• **TASK**
Copy out the records below with every "Target" swapped for "Object" and everything else unchanged, leaving out the pictures.

• **INFORMATION SUPPLIED**
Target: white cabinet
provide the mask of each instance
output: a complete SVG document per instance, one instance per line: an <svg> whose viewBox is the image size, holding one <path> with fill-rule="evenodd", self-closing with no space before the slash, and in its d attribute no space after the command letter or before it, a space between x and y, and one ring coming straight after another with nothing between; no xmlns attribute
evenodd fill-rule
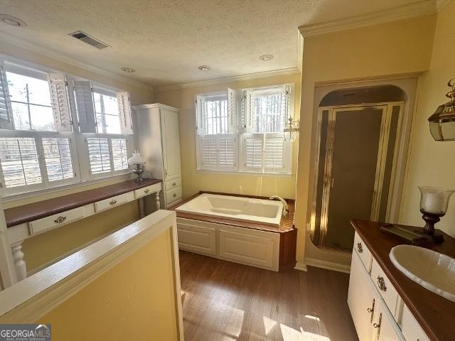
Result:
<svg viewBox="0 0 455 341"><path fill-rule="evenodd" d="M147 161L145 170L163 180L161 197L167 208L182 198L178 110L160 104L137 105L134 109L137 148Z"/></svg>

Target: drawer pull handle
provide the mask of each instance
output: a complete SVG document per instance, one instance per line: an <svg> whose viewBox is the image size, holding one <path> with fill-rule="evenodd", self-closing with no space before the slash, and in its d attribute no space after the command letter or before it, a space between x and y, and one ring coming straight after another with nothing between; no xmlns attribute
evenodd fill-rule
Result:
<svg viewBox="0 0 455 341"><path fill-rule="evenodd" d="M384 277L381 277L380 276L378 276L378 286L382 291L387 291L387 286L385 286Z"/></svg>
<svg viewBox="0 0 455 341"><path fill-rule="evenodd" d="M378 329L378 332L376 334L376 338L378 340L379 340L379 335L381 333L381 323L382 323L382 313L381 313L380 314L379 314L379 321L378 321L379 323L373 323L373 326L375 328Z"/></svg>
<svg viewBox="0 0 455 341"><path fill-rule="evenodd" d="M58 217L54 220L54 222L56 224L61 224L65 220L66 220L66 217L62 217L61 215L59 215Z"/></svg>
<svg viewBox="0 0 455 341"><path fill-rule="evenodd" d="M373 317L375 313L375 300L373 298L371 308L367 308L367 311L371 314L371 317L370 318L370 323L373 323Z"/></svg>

• **RESPONSE**
Object: white cabinet
provide the mask of each instance
output: a complete SVG document per instance, one instance per line: an <svg> whose viewBox is the image size, holding one <path> with fill-rule="evenodd", self-closing with no space before the slash, and in its d attribute no space after the command letter or before it, a space between x and y, and one ring coming straight after another with nothing between; no xmlns attribute
evenodd fill-rule
Result:
<svg viewBox="0 0 455 341"><path fill-rule="evenodd" d="M147 161L145 170L163 180L161 197L167 208L182 198L178 110L160 104L137 105L134 109L137 148Z"/></svg>

Object: drawer pull handle
provide the mask of each instance
output: a complete SVG document per instance, one instance per line: an <svg> whose viewBox is the image size, holding one <path> with fill-rule="evenodd", self-closing with no space before the slash, and in its d attribute no space after the command letter or before it, a space between x and y, and one ring coming straight after another with nothing between; no xmlns attribute
evenodd fill-rule
Result:
<svg viewBox="0 0 455 341"><path fill-rule="evenodd" d="M384 277L381 277L380 276L378 276L378 286L382 291L387 291L387 286L385 286Z"/></svg>
<svg viewBox="0 0 455 341"><path fill-rule="evenodd" d="M378 329L378 332L376 334L376 338L378 340L379 340L379 335L381 333L381 323L382 323L382 313L381 313L380 314L379 314L379 321L378 321L379 323L373 323L373 326L375 328Z"/></svg>
<svg viewBox="0 0 455 341"><path fill-rule="evenodd" d="M58 217L54 220L54 222L56 224L61 224L65 220L66 220L66 217L62 217L61 215L59 215Z"/></svg>
<svg viewBox="0 0 455 341"><path fill-rule="evenodd" d="M373 317L375 313L375 300L373 298L371 308L367 308L367 311L371 314L371 317L370 318L370 323L373 323Z"/></svg>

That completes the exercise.